CHALLENGE A: Tally how many lines of the records below contain the string "grass", with case counting, and give only that number.

─── DOCUMENT EXCERPT

Answers to Most Common Negative Arguments

1. We already have term limits, because we can vote out any politician at any time.
A glib answer, but a long way from the truth. Advantages of incumbency:

A. Large war chests. Some incumbents raise more money from PACs and lobbyists outside their district/state than they do from their own constituents.

B. Name recognition, which goes with the job. This is helped by

C. Franking, the free mailing privileges which allow members to send out campaign advertising under the guise of information reports to constituents, and

D. Ready access to electronic and print media.

All the foregoing represents tremendous disadvantages to a challenger, which are very difficult to overcome.

Read a portion of what Cleta Mitchell of the Term Limits Legal Foundation had to say before a congressional subcommittee early in 1994:

We also know that you as incumbents have so many built-in advantages that it is almost impossible to unseat you. One of those advantages is your ability to raise election war chests from those who do business with you every day on Capitol HillYou tell us that you can't be bought by lobbyists and PACs, and that you can take their contributions, drink their whiskey, and eat their steaks and still be independent. We think you think we just fell off the turnip truck.

──────

CHALLENGE B: Copy word for word the part of the term limits text above that lies between "All the foregoing" and "the turnip truck.", inclusive.

─── GIVEN INFORMATION

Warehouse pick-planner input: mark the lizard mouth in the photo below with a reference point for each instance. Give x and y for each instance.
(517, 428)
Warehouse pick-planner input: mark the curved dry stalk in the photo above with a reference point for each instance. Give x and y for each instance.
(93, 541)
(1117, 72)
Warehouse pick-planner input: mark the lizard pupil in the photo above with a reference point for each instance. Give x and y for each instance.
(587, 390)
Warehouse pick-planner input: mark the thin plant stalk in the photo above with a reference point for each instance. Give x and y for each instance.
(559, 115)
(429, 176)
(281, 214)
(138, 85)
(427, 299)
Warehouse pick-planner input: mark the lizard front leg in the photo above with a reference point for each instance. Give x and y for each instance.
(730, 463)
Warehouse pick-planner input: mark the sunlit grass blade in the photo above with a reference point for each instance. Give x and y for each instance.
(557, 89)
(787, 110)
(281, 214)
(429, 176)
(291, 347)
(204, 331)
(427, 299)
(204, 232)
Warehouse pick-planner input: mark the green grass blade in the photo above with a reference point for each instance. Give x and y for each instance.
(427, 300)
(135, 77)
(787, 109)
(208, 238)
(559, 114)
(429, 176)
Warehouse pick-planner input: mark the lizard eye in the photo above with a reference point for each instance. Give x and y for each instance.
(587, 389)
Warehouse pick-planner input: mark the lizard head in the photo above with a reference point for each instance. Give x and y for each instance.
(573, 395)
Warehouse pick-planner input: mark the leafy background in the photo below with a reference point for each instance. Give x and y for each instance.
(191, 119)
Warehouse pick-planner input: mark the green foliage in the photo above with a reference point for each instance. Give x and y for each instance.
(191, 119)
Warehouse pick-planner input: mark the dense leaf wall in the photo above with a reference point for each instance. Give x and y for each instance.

──────

FINAL ANSWER A: 2

FINAL ANSWER B:
All the foregoing represents tremendous disadvantages to a challenger, which are very difficult to overcome.

Read a portion of what Cleta Mitchell of the Term Limits Legal Foundation had to say before a congressional subcommittee early in 1994:

We also know that you as incumbents have so many built-in advantages that it is almost impossible to unseat you. One of those advantages is your ability to raise election war chests from those who do business with you every day on Capitol HillYou tell us that you can't be bought by lobbyists and PACs, and that you can take their contributions, drink their whiskey, and eat their steaks and still be independent. We think you think we just fell off the turnip truck.